*Required actions*
(1) List every keyword given in the text on immune findings in COVID-19 acute respiratory distress syndrome.
(2) Carry on the text on immune findings in COVID-19 acute respiratory distress syndrome from its final line.

Keywords: ARDS; COVID-19; SARS-CoV-2; chemokines; cytokines.

Figure 1.

Flow cytometry analysis of lymphocyte subsets and monocytes in patients with (light blue) and without (dark blue) coronavirus disease (COVID-19) at Days 1–2 and Days 4–6 of ICU admission. (A) Blood T CD4⁺ lymphocyte counts; there was a significant effect of COVID-19 status (P = 0.002) but not of time point (P = 0.091) and no significant interaction (COVID-19 status × time point, P = 0.074) by two-way ANOVA. (B) Blood T CD8⁺ lymphocyte counts; there was a significant effect of COVID-19 status (P < 0.0001) but not of time point (P = 0.108) and no significant interaction (COVID-19 status × time point, P = 0.162) by two-way ANOVA. (C) Blood B (CD19⁺) lymphocyte counts; there was a significant effect of COVID-19 status (P < 0.0001) but not of time point (P = 0.578) and no significant interaction (COVID-19 status × time point, P = 0.540) by two-way ANOVA. (D) Percentage of T CD8⁺CD38⁺HLA-DR⁺ lymphocytes; there was a significant effect of COVID-19 status (P = 0.046) but not of time point (P = 0.025), with a significant interaction (COVID-19 status × time point, P = 0.024) by two-way ANOVA. (E) Percentage of T CD8⁺PD1⁺ lymphocytes; there was a significant effect of COVID-19 status (P < 0.001) but not of time point (P = 0.753) and no significant interaction (COVID-19 status × time point, P = 0.293) by two-way ANOVA. (F) Percentage of HLA-DR⁺ monocytes; there was a significant effect of COVID-19 status (P < 0.0001) but not of time point (P = 0.252) and no significant interaction (COVID-19 status × time point, P = 0.630) by two-way ANOVA. P values indicated on the figure come from the Sidak post hoc test.

Figure 2.

Evolution of serum concentrations of cytokines over time in patients with coronavirus disease (COVID-19) (thick red lines) and non–COVID-19 (thick blue lines) acute respiratory distress syndrome. The y-axis represents serum concentrations expressed in log ng/ml. Individual trajectories of patients with (thin red lines) and without (thin blue lines) COVID-19 are represented in the background. The x-axis represents the time elapsed since hospital admission (Day 0).

Figure 3.

*Collected data*
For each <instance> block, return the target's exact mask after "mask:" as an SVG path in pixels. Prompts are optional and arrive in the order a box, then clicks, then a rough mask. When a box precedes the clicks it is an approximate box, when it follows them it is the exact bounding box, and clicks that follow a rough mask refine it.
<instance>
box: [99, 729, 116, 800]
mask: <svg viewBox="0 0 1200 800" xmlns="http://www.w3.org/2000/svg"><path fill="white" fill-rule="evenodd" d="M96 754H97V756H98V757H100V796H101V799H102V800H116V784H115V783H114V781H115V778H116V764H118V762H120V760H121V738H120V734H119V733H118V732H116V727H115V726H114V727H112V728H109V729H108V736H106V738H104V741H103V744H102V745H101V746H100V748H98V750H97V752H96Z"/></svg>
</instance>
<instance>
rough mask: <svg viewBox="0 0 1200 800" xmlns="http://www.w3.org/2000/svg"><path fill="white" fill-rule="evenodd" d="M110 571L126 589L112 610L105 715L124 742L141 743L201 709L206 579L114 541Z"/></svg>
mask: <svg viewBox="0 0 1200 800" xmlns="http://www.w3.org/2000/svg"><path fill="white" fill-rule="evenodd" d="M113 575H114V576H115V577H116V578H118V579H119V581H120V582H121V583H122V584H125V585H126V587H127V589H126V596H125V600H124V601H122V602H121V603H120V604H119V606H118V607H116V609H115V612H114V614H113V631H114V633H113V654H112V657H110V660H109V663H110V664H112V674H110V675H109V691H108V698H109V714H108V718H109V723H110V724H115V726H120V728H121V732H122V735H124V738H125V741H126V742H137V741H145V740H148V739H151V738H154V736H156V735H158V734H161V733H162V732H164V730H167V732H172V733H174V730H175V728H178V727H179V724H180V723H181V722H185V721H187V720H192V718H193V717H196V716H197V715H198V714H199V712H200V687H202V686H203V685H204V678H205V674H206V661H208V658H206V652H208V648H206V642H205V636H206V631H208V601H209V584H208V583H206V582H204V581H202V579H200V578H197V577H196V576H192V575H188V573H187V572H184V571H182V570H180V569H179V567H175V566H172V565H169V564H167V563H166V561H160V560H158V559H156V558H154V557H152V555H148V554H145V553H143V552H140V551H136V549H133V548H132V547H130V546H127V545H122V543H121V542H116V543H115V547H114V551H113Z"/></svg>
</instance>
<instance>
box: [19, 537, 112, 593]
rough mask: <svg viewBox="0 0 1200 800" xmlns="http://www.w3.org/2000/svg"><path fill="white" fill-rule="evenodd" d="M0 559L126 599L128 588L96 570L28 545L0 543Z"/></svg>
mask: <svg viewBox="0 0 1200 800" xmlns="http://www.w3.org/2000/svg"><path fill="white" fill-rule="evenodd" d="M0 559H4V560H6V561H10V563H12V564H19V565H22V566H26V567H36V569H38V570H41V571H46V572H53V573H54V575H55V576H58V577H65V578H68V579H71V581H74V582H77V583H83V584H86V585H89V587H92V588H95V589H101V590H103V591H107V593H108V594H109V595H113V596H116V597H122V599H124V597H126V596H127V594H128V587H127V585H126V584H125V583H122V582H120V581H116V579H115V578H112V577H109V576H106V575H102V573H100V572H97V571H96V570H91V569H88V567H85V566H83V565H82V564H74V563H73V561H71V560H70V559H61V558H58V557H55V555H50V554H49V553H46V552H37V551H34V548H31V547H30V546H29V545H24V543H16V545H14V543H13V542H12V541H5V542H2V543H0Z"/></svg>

*Responses in order*
(1) ARDS; COVID-19; SARS-CoV-2; chemokines; cytokines

(2)
Correlation network between cytokines and coronavirus disease (COVID-19) status. The correlation network is constructed from all pairwise correlations between cytokines and the COVID-19 status, computing Spearman and biserial correlation coefficients for continuous–continuous and binary–continuous variables correlations, respectively. Variables are represented by nodes and connected by edges. Red and blue lines represent negative and positive correlations, respectively, with line width, color saturation, and variable proximity on the graph being proportional to the strength of the correlation. Shown edges are all based on statistically significant correlation coefficients at the P < 0.05 level after Benjamini-Hochberg correction for test multiplicity. SOFA = Sequential Organ Failure Assessment.

Figure 4.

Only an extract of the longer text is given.